— Exercise —
Find every line in the data below that contains the string "stem" and copy each of those lines. Case counts.

— Source records —

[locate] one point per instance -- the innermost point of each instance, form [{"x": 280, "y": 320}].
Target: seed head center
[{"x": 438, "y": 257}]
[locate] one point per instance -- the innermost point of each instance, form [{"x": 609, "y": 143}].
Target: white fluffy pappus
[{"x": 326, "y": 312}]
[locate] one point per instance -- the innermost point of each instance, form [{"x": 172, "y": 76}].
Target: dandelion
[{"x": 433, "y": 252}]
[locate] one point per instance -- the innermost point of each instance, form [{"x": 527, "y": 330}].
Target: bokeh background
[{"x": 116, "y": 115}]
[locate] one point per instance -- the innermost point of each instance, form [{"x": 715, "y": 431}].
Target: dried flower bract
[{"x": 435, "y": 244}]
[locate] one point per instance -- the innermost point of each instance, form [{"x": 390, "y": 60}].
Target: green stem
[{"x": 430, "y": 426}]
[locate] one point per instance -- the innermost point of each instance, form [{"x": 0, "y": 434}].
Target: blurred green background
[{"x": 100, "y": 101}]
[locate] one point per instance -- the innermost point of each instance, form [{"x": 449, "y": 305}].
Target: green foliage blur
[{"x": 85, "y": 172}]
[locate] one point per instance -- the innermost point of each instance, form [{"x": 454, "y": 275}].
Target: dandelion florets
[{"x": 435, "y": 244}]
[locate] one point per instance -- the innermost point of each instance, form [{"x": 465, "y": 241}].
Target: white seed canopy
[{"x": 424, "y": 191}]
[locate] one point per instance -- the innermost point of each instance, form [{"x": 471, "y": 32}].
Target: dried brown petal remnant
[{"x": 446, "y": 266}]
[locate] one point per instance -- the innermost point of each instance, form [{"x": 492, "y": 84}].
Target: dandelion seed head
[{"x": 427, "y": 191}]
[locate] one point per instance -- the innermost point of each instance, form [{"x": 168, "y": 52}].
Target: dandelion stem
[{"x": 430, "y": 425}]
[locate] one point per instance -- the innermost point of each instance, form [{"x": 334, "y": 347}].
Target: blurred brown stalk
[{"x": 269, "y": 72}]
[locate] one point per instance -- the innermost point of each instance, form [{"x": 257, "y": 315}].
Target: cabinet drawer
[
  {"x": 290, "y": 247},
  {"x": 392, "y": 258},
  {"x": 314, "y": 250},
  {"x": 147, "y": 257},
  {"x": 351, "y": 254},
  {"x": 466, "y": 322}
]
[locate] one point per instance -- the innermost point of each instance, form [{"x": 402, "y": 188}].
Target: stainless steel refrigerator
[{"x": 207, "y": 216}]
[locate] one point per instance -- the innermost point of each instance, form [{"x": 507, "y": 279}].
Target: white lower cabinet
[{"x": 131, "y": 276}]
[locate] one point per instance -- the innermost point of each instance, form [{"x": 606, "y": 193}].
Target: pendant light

— Answer —
Target: green stem
Target: dandelion stem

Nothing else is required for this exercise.